* [Prompt] Retype each entry below exactly as it stands.

[start]

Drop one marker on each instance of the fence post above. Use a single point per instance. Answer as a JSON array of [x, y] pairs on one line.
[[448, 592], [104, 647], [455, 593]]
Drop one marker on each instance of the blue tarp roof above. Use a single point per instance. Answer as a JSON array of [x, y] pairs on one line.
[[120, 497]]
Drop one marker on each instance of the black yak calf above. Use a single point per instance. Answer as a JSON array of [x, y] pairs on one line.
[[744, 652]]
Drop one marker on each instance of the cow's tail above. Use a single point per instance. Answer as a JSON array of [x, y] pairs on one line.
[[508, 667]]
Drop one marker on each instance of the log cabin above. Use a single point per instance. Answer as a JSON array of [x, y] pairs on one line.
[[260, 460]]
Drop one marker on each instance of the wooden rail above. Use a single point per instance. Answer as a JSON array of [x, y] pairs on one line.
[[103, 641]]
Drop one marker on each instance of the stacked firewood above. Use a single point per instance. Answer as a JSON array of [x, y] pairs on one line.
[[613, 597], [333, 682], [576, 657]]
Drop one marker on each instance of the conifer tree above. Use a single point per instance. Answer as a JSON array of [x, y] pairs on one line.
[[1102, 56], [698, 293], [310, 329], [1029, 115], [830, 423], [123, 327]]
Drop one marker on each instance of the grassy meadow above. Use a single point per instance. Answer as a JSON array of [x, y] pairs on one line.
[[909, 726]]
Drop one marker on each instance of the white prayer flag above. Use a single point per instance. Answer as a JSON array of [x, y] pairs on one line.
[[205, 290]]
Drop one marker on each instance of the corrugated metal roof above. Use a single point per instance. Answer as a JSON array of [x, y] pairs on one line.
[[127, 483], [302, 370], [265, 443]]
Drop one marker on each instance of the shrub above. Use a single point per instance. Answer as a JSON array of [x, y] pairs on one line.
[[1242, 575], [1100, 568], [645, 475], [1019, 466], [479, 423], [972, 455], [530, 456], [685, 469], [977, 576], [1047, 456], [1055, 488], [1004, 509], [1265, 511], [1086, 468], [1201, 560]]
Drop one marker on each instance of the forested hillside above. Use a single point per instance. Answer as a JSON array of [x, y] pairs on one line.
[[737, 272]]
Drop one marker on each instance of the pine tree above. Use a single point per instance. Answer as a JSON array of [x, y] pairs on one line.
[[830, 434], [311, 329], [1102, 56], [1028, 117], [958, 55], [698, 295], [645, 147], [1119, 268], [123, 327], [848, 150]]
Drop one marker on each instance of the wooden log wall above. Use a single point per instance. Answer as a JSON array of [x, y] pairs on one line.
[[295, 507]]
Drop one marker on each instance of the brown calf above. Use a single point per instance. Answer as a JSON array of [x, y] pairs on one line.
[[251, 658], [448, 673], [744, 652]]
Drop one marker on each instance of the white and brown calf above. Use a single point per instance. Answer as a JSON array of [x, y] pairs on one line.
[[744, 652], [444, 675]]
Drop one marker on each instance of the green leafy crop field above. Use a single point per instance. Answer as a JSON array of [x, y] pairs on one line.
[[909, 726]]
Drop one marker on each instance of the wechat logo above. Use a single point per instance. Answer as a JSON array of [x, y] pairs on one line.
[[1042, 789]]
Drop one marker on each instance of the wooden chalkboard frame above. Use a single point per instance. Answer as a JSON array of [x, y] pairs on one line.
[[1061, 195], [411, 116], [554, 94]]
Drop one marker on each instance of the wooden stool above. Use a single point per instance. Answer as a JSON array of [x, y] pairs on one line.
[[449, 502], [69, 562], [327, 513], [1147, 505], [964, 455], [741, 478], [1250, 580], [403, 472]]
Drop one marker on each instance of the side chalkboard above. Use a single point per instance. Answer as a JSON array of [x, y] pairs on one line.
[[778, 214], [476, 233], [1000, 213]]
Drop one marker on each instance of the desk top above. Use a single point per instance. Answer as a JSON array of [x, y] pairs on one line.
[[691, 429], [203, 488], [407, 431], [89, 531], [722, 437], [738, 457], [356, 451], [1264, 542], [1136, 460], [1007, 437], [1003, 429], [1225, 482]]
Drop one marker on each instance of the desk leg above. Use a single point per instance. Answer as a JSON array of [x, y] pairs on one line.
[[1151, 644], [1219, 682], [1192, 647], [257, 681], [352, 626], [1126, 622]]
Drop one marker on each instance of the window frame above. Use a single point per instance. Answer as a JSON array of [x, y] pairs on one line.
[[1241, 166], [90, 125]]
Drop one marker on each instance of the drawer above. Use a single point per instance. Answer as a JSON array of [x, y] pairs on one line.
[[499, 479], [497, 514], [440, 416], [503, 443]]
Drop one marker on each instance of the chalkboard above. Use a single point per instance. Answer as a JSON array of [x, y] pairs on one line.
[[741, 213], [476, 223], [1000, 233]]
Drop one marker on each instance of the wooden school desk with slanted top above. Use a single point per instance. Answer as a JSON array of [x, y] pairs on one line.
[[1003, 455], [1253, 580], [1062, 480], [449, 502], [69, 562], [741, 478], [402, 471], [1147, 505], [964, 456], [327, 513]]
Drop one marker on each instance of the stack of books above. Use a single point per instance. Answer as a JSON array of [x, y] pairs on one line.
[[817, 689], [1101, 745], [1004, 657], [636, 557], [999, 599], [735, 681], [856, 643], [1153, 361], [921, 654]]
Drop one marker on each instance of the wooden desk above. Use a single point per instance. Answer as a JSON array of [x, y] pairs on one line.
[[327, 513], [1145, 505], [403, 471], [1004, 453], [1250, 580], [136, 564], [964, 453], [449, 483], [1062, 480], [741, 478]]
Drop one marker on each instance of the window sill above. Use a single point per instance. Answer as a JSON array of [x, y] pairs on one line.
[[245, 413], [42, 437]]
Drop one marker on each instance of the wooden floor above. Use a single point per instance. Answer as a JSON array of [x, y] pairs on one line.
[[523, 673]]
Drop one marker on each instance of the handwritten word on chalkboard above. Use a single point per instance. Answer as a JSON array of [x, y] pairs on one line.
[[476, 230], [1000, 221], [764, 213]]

[end]

* [Complete response]
Drop one marker on each instance of the fence post above. Use a single point per instance. Answer as a JSON array of [x, y] pairs on one line.
[[448, 592], [104, 647], [455, 593]]
Drop one marker on each instance of the blue tarp roof above. Use a single point per instance. Answer as a JSON array of [x, y] pairs on one line.
[[120, 497]]
Drop one marker on each instance of the black yak calf above. Use a single point per instance. Answer as a JSON array of [x, y] pairs on one line.
[[744, 652]]
Drop one marker on each instance of the cow's tail above. Use a single point per instance. Answer as a JSON array of [x, y] pairs on one line.
[[508, 667]]
Drop one marker on each instance of the log cabin above. Use a single point per instance. Answer as a JSON array of [x, y] pairs on one line.
[[260, 460]]
Drop one marker on each instance of the wooden rail above. Use a single point per instance. Answer as a JSON array of [x, y] pairs on one line.
[[103, 641]]
Drop one marker on each instance of the stacked firewood above. Use a single point per instance. Answer as a JSON array of [x, y] pairs on one line.
[[613, 597], [333, 682], [576, 657]]
Drop one marker on each instance of the conifer tree above. Use a single point per instance. Answer as a JSON array of [x, y] pairs on one line.
[[1102, 56], [698, 293], [310, 329], [1029, 115], [830, 423], [123, 327]]
Drop one marker on each instance of the grassy meadow above. Use a single point per instance. Answer as a JSON array of [x, y] pairs on one line.
[[909, 726]]
Drop one marker on each instance of the white prayer flag above. Use a single point per instance. Answer as a JSON array of [x, y] pairs on one line.
[[205, 290]]
Drop one marker on each instance of the corrugated metal roof above. Use a single point per instance. Answer as a JSON array of [x, y] pairs on one line.
[[127, 483], [302, 370], [265, 443]]
Drop one marker on each instance of the shrub above. Use a single point per instance. Answer as a JSON array of [x, y] pairs on one line.
[[1242, 575], [1100, 568], [645, 475], [1019, 466], [479, 423], [972, 455], [530, 456], [685, 469], [977, 576], [1047, 456], [1055, 488], [1004, 509], [1265, 511], [1086, 468], [1201, 560]]
Drop one marker on each instance of the forested hillside above. Use a single point per instance. Answer as a JSON array of [x, y] pairs on one line.
[[737, 272]]
Drop one marker on each instance of the pine tree above. Use a single point per instance. Answer as a JSON array of [x, y] pairs on one line.
[[830, 434], [311, 329], [1102, 56], [1028, 117], [958, 55], [698, 295], [645, 147], [1119, 268], [123, 327], [848, 150]]
Drop one marker on each instance of the wooden log wall above. Use a single point per instance. Answer as a JSON array of [x, y] pairs on one line.
[[295, 507]]
Drop one marker on each instance of the brown calf above. Use a single point per instance. Answer as a JSON array of [x, y] pairs on one line.
[[251, 658], [448, 673], [744, 652]]
Drop one marker on each instance of the white and brown calf above. Use a single point per instance. Answer as a JSON array of [x, y] pairs on one line.
[[744, 652], [444, 675]]
Drop one marker on each instance of the green leafy crop field above. Use a single point per instance. Answer as a JSON array of [x, y] pairs on one line.
[[909, 726]]
Drop one marker on each instance of the wechat logo above. Use a single point per instance. Answer as a JSON array of [x, y] pairs on one line.
[[1042, 789]]
Drop one marker on each instance of the wooden chalkboard frame above. Use a single point per instance. Answer as a JSON array of [x, y] pairs on one line.
[[1061, 195], [411, 116], [554, 94]]
Drop one marker on each instance of the wooden stool above. Use a single point per instance. Answer as a JSON array of [x, y] pairs on one line.
[[449, 502], [69, 562], [327, 513], [1147, 505], [964, 455], [741, 478], [1250, 580], [403, 472]]
Drop one marker on each instance of the side chalkboard above. Use a single point per instance. Answer as a JSON array of [x, y] pairs on one line.
[[778, 214], [476, 233], [1000, 213]]
Drop one marker on each instance of the desk top above. Use a single point per instance. Answer as a JSON array of [x, y] pairs on one line.
[[691, 429], [203, 488], [407, 431], [89, 531], [722, 437], [738, 457], [356, 451], [1264, 542], [1136, 460], [1007, 437], [1003, 429], [1225, 482]]
Drop one marker on each instance of the desk leg above. Use a single point per instance. Answer as a JSON array of [x, y] pairs on one line.
[[1151, 644], [1219, 682], [1192, 647], [257, 681], [352, 626], [1126, 622]]
Drop one marker on each instance of the window frame above. Use a single point per instance. Answer as a JSON array of [x, y] pairs on one line.
[[1241, 166], [90, 125]]
Drop one marker on each instance of the drawer above. Use a single point per instance. Answer as a JSON array of [x, y] pairs on one line.
[[499, 479], [497, 514], [440, 416], [503, 443]]
Drop one marker on each instance of the chalkboard above. Use a single point per instance. Answer as a JSON array of [x, y] pairs on one line.
[[741, 213], [476, 223], [1000, 233]]
Drop one marker on each instance of the wooden school desk with slanted top above. Use a single point per instance. Answer as a JSON array of [x, y] pairs on one line.
[[1003, 455], [1253, 580], [1062, 480], [449, 502], [69, 562], [741, 478], [402, 471], [1147, 505], [964, 456], [327, 513]]
Drop one marker on each instance of the stack of books above. Use a single point per instance. Answer as a JSON array of [x, y] pairs on one line.
[[817, 689], [1101, 745], [1004, 657], [636, 557], [999, 599], [735, 681], [856, 643], [1153, 361], [921, 654]]
Drop one marker on each instance of the wooden desk above. Use a single point per instance. Answer as a JSON array of [x, y] pairs on one line.
[[327, 513], [1145, 505], [403, 471], [1004, 453], [1250, 580], [136, 564], [964, 453], [449, 483], [1062, 480], [741, 478]]
Drop one marker on each instance of the window sill above. Use a single point per instance. Answer as a JSON array of [x, y] pairs on one line.
[[245, 413], [42, 437]]
Drop one marker on each instance of the wooden floor above. Use a single point per instance. Answer as a JSON array of [x, y] pairs on one line.
[[523, 673]]
Drop one marker on each instance of the handwritten word on chalkboard above. Use a single point per instance. Answer as a JSON array of [x, y] pairs on one line.
[[476, 230], [1000, 221], [764, 213]]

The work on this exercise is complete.